### Work to complete:
Gather each line in the records below that contains the word "coordinates".

### Record set:
◇ ◇ ◇ ◇

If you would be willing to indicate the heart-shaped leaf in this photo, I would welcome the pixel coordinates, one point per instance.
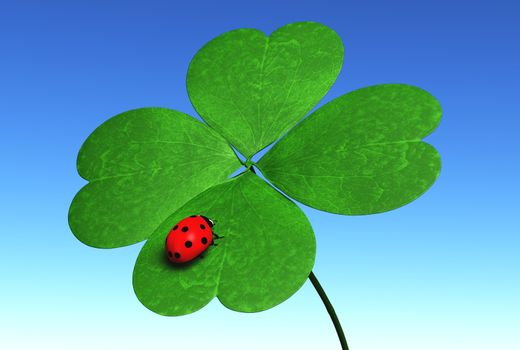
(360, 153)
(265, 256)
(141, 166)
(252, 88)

◇ ◇ ◇ ◇

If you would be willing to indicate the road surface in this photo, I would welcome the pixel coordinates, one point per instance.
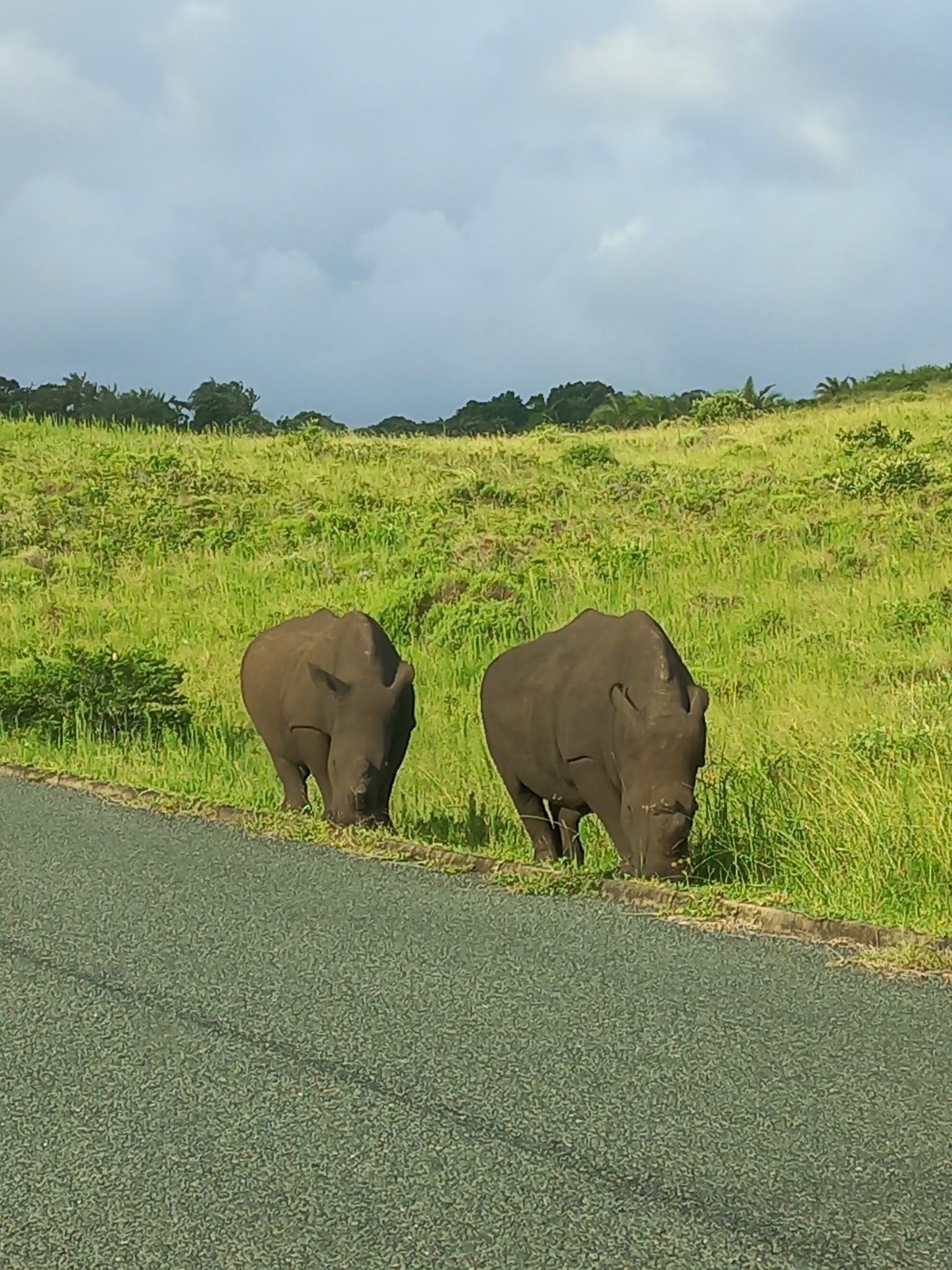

◇ ◇ ◇ ◇

### Response to this exercise:
If you would be willing to indicate the heart-shaped leaf in this photo, I would welcome the pixel coordinates, one point per instance.
If you would be willing to indicate the road surface in this photo, I would welcome the pixel coordinates, one point per instance.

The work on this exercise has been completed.